◆ Given instruction
Name every person mentioned by name in the excerpt below on the Corsair Affair.

Published Fall/Winter 2007

Corsair Affairs
by John Holbo | ns 69
"I hope that someone will soon write a fully documented history of the Corsair affair. All I know about it is that Kierkegaard challenged its proprietor, Meyer [sic] Goldschmidt, who had hitherto praised his writings, to attack him, which Goldschmidt thereupon proceeded to do," writes W. H. Auden in the New Yorker (25 May 1968) in a review of five volumes of Kierkegaard's journals and papers (141). He concedes he knows a bit more: something to do with Kierkegaard's trousers.
Auden's title was "A Knight of Doleful Countenance." There is something quixotic about the Corsair Affair. Also, the New Yorker cartoon on this page is perfect: open-faced, kindly housewife, answering balding, bespectacled door-to-door pollster, "Goodness, I don't know! Who do you like?" Kierkegaard, author of Judge For Yourself!, would have said the lady does not suit the Spirit of the Age.

◆ Dataset excerpt

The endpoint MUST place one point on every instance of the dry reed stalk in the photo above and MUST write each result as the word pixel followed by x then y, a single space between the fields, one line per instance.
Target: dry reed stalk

◆ The solution
John Holbo, W. H. Auden, Kierkegaard, Meyer Goldschmidt